→ **EXTRACTED TEXT**:
▼

Whoa whoa whoa, WTF? Why is the class this type of method is declared in its first parameter instead of its invocant? What even is that object that ended up as its invocant instead, and where is it coming from?

Before this can be explained, first we’ll need to understand a little bit about what the metaobject protocol (MOP) is. The MOP is a feature specific to Rakudo through which the behaviour for all objects that can exist in Raku are implemented. These are implemented based on kinds (types of types), such as classes, roles, and grammars. The behaviour for any type is driven by what is called a higher-order working (HOW), which is a metaobject. These are typically instances of a metaclass of some sort. For instance, HOWs for classes are created by the Metamodel::ClassHOW metaclass.

The HOW for any given object can be introspected. How is this done? How, you ask? How? HOW!? By calling HOW on it, of course!

▲

→ **RECORD EXCERPTS**:
▼

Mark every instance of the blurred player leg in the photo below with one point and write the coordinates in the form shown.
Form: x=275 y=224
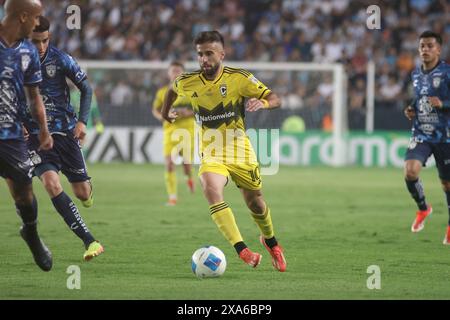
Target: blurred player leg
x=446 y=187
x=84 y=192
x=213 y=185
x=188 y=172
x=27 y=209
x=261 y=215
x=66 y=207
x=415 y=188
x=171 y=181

▲

→ **YOUR OBJECTIVE**: Copy out the passage about Raku's metaobject protocol in full, word for word.

→ **FULL ANSWER**:
Whoa whoa whoa, WTF? Why is the class this type of method is declared in its first parameter instead of its invocant? What even is that object that ended up as its invocant instead, and where is it coming from?

Before this can be explained, first we’ll need to understand a little bit about what the metaobject protocol (MOP) is. The MOP is a feature specific to Rakudo through which the behaviour for all objects that can exist in Raku are implemented. These are implemented based on kinds (types of types), such as classes, roles, and grammars. The behaviour for any type is driven by what is called a higher-order working (HOW), which is a metaobject. These are typically instances of a metaclass of some sort. For instance, HOWs for classes are created by the Metamodel::ClassHOW metaclass.

The HOW for any given object can be introspected. How is this done? How, you ask? How? HOW!? By calling HOW on it, of course!